WHAT YOU WILL DO>
Rewrite each of the items below, replacing "object localization agent" with "object detection agent" wherever it occurs and keeping all other text the same.

begin INPUT ROWS

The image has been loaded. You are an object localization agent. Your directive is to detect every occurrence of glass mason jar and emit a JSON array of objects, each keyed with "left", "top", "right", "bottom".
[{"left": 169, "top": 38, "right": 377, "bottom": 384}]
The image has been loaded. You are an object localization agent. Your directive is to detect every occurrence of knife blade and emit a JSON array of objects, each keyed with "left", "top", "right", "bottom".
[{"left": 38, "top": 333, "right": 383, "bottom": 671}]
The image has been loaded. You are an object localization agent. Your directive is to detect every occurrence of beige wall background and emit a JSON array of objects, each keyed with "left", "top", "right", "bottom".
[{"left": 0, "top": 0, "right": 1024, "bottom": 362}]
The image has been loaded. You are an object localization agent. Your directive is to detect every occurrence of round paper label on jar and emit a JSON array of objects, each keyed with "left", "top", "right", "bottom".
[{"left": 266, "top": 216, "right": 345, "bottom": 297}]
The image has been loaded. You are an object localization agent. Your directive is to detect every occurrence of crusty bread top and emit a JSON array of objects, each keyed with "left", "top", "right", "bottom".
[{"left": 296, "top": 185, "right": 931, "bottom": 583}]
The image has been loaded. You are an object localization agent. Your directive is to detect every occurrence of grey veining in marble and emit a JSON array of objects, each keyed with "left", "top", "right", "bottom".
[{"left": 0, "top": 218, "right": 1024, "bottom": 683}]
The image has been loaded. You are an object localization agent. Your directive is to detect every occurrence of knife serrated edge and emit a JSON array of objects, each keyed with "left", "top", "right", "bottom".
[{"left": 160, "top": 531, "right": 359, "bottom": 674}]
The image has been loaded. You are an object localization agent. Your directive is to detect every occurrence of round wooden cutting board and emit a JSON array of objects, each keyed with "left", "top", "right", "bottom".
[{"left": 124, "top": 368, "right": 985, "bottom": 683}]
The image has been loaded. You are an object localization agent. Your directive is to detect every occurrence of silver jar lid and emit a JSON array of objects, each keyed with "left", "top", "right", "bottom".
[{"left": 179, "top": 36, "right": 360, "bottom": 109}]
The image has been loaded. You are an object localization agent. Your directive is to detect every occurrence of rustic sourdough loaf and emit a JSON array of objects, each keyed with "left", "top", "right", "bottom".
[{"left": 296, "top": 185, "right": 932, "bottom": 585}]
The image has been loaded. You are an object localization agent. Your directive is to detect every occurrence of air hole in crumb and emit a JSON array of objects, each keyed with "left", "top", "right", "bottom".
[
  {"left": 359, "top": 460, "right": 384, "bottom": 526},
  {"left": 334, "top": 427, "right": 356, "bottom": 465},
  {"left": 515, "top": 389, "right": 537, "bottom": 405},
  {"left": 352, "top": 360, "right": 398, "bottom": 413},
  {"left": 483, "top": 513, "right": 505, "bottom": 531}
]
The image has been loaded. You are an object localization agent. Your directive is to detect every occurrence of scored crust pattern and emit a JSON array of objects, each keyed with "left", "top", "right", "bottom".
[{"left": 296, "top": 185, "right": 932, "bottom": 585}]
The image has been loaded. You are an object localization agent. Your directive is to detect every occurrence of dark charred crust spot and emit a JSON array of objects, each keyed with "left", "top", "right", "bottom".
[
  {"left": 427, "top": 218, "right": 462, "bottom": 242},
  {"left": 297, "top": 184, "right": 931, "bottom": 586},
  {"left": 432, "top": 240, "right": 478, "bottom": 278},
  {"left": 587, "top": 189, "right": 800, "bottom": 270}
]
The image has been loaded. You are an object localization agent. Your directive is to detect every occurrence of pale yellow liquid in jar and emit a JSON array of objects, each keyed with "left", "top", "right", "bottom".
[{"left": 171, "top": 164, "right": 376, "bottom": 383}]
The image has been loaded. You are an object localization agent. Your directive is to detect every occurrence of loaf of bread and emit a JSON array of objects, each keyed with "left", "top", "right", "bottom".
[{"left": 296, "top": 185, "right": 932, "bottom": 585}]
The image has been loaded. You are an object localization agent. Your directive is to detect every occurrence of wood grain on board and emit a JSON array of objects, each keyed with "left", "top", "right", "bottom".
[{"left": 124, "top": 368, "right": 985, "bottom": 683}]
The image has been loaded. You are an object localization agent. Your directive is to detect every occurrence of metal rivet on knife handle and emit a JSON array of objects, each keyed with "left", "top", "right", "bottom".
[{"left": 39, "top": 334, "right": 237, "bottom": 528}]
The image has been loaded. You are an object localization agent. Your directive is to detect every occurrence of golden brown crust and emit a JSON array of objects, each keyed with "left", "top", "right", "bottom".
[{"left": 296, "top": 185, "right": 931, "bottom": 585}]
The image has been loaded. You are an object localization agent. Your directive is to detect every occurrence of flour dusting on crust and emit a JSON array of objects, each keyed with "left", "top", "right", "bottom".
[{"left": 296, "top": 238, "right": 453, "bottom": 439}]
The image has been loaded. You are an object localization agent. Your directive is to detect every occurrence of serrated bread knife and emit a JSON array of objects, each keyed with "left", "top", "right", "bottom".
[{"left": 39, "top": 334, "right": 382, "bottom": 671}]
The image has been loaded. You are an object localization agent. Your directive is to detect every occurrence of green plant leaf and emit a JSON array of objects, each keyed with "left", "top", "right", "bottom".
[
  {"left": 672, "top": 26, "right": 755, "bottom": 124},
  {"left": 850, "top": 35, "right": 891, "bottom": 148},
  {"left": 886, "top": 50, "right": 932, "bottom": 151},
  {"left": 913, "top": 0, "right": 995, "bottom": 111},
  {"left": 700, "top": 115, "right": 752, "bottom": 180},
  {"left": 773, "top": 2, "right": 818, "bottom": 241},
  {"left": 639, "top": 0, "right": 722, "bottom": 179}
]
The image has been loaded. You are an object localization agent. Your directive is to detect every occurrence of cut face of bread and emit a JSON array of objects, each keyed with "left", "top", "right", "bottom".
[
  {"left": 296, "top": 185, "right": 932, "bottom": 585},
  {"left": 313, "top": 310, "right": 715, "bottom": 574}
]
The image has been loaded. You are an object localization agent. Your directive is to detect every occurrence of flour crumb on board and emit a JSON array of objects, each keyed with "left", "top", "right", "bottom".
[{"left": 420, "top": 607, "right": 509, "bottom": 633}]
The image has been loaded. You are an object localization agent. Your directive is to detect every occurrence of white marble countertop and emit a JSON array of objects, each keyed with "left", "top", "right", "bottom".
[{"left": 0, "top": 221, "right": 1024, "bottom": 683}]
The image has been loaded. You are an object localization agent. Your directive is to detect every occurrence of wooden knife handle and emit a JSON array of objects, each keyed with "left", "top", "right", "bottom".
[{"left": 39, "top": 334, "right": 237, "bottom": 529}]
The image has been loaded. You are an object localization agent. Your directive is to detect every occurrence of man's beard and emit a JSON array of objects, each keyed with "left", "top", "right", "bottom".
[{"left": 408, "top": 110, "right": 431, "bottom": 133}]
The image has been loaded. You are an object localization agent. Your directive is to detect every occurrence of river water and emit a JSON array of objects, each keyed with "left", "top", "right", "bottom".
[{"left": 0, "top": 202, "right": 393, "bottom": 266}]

end INPUT ROWS

COMPLETE ANSWER>
The image has been loaded. You are an object detection agent. Your directive is to detect every occurrence of glass mason jar and emit a JSON array of objects, each keyed with "left", "top", "right", "bottom".
[{"left": 169, "top": 38, "right": 377, "bottom": 384}]
The image has been loaded. You are an object detection agent. Your directive is to detect every occurrence of knife blade and emit a JSON array of objects, each keyed with "left", "top", "right", "bottom".
[{"left": 38, "top": 333, "right": 383, "bottom": 671}]
The image has been loaded. You are an object detection agent. Your directive is to detect every occurrence of beige wall background and emit a JSON array of objects, each keyed with "left", "top", "right", "bottom".
[{"left": 0, "top": 0, "right": 1024, "bottom": 362}]
The image has been loaded. You are an object detection agent. Your directive is to detect every occurrence of round paper label on jar and emit a JSON array of objects, each keyed with "left", "top", "right", "bottom".
[{"left": 266, "top": 216, "right": 345, "bottom": 297}]
The image has been loaded. You are an object detection agent. Your directive is to detect every occurrence of crusty bread top and emit a JSON array of objects, each keyed with "left", "top", "right", "bottom".
[{"left": 296, "top": 185, "right": 931, "bottom": 583}]
The image has been loaded. You are an object detection agent. Your directive is to detect every occurrence of grey veining in marble and emit a JSON array of objects, each keyed with "left", "top", "right", "bottom".
[{"left": 0, "top": 218, "right": 1024, "bottom": 683}]
The image has been loaded. You are an object detection agent. Your directive is to detect every occurrence of knife serrated edge and emit a JSON array of objects, each keyed with "left", "top", "right", "bottom".
[{"left": 160, "top": 531, "right": 359, "bottom": 674}]
The image has been loaded. You are an object detection agent. Your directive is to detect every occurrence of round wooden cutting board and emit a JSON array of objects, each keyed with "left", "top", "right", "bottom".
[{"left": 124, "top": 368, "right": 985, "bottom": 683}]
The image has been loaded. You are an object detection agent. Your directive is to detect every occurrence of silver jar lid and emit a JSON array of objects, each keyed with "left", "top", "right", "bottom".
[{"left": 179, "top": 36, "right": 360, "bottom": 109}]
The image has been loaded. You are an object detection agent. Your directive is to detect every occurrence of rustic sourdough loaf and emit a JSON array of objects, each keyed with "left", "top", "right", "bottom".
[{"left": 296, "top": 185, "right": 932, "bottom": 585}]
The image has been loaded. You are an object detection agent. Your directive is to detect every occurrence of air hole in crumb and emit a JSON array of objects, each keyed with "left", "top", "right", "bottom".
[
  {"left": 359, "top": 460, "right": 384, "bottom": 526},
  {"left": 334, "top": 427, "right": 356, "bottom": 465},
  {"left": 515, "top": 389, "right": 537, "bottom": 405},
  {"left": 352, "top": 360, "right": 398, "bottom": 413},
  {"left": 483, "top": 513, "right": 505, "bottom": 531}
]
The image has been loaded. You are an object detection agent. Your directive is to detect every occurrence of scored crust pattern and emit a JSON array of objects, each keyed with "left", "top", "right", "bottom".
[{"left": 296, "top": 185, "right": 932, "bottom": 585}]
The image has been loaded. You are an object detection agent. Your directive is to detect every occurrence of dark charred crust spot and emit a JSON array of objects, each keyed with "left", "top", "right", "bottom".
[
  {"left": 427, "top": 218, "right": 462, "bottom": 242},
  {"left": 297, "top": 184, "right": 931, "bottom": 586},
  {"left": 432, "top": 240, "right": 478, "bottom": 278},
  {"left": 587, "top": 189, "right": 800, "bottom": 270}
]
The image has been loaded. You are an object detection agent. Your directive is to detect every occurrence of pale yellow liquid in jar and emit a JSON array of objects, each keyed with "left", "top", "right", "bottom".
[{"left": 171, "top": 164, "right": 376, "bottom": 383}]
The image has been loaded. You are an object detection agent. Your directive is to detect every occurrence of loaf of bread and emit a JSON array of objects, each keyed with "left", "top", "right", "bottom".
[{"left": 296, "top": 185, "right": 932, "bottom": 585}]
The image has been loaded. You are an object detection agent. Your directive is to detect every occurrence of wood grain on board and emit a JSON array of objects, each keyed with "left", "top", "right", "bottom".
[{"left": 124, "top": 368, "right": 985, "bottom": 683}]
The image has been loaded. You are an object detection agent. Your directive is to detect every occurrence of metal rivet on knife handle and emit a JSON array of objects, each keyed with "left", "top", "right", "bottom".
[{"left": 39, "top": 334, "right": 237, "bottom": 528}]
The image has been loaded. You are an object detection agent. Your directive is to detect every occurrence of golden brown crust and emit a JSON array of objects, each keyed with "left", "top", "right", "bottom".
[{"left": 296, "top": 185, "right": 931, "bottom": 585}]
The image has been loaded. You are an object detection agent. Your directive is to detect every occurrence of flour dusting on crust and emit a JSON array of objects, each keyed with "left", "top", "right", "bottom".
[{"left": 296, "top": 238, "right": 453, "bottom": 439}]
The image has been loaded. You are an object detection agent. Your directive is to detect every occurrence of serrated bread knife and emit a JSON array of objects, each keyed with "left", "top", "right", "bottom".
[{"left": 39, "top": 334, "right": 382, "bottom": 671}]
The image has been loaded. You are an object detection agent. Your directive is to detect every occurrence of green plant leaf and emit a JSON array of objects, each keyed with "left", "top", "right", "bottom".
[
  {"left": 672, "top": 26, "right": 755, "bottom": 124},
  {"left": 850, "top": 35, "right": 891, "bottom": 148},
  {"left": 886, "top": 50, "right": 932, "bottom": 151},
  {"left": 913, "top": 0, "right": 995, "bottom": 111},
  {"left": 700, "top": 115, "right": 752, "bottom": 180},
  {"left": 773, "top": 2, "right": 818, "bottom": 241},
  {"left": 639, "top": 0, "right": 722, "bottom": 179}
]
The image has been loaded. You are an object detection agent. Your directive is to detect every occurrence of cut face of bread and emit a JSON array of objects, each keyed with "left", "top", "right", "bottom".
[
  {"left": 296, "top": 185, "right": 932, "bottom": 585},
  {"left": 313, "top": 310, "right": 715, "bottom": 574}
]
The image has been loaded. You are an object detection agent. Your directive is to detect every occurrence of flour crumb on board and emit a JSON array of objects, each keyed with "left", "top", "right", "bottom".
[{"left": 420, "top": 607, "right": 509, "bottom": 633}]
The image has been loaded. You are an object detection agent. Your directive is to detect every occurrence of white marble countertop and emit a JSON array of objects, each keyed with "left", "top", "right", "bottom".
[{"left": 0, "top": 221, "right": 1024, "bottom": 683}]
The image has been loaded. You are an object detection agent. Your directive is to detect every occurrence of wooden knife handle and emit a JSON array of objects, each keyed with "left", "top", "right", "bottom".
[{"left": 39, "top": 334, "right": 237, "bottom": 529}]
The image has been loaded. You are an object detection agent. Your directive is to detect every occurrence of man's beard and emit a JSON array of objects, each keyed with "left", "top", "right", "bottom".
[{"left": 408, "top": 110, "right": 431, "bottom": 133}]
The image has been loaded. You are an object detection agent. Your directive is to detect every occurrence of river water and emit a JSON array of objects, each keyed with "left", "top", "right", "bottom".
[{"left": 0, "top": 202, "right": 393, "bottom": 266}]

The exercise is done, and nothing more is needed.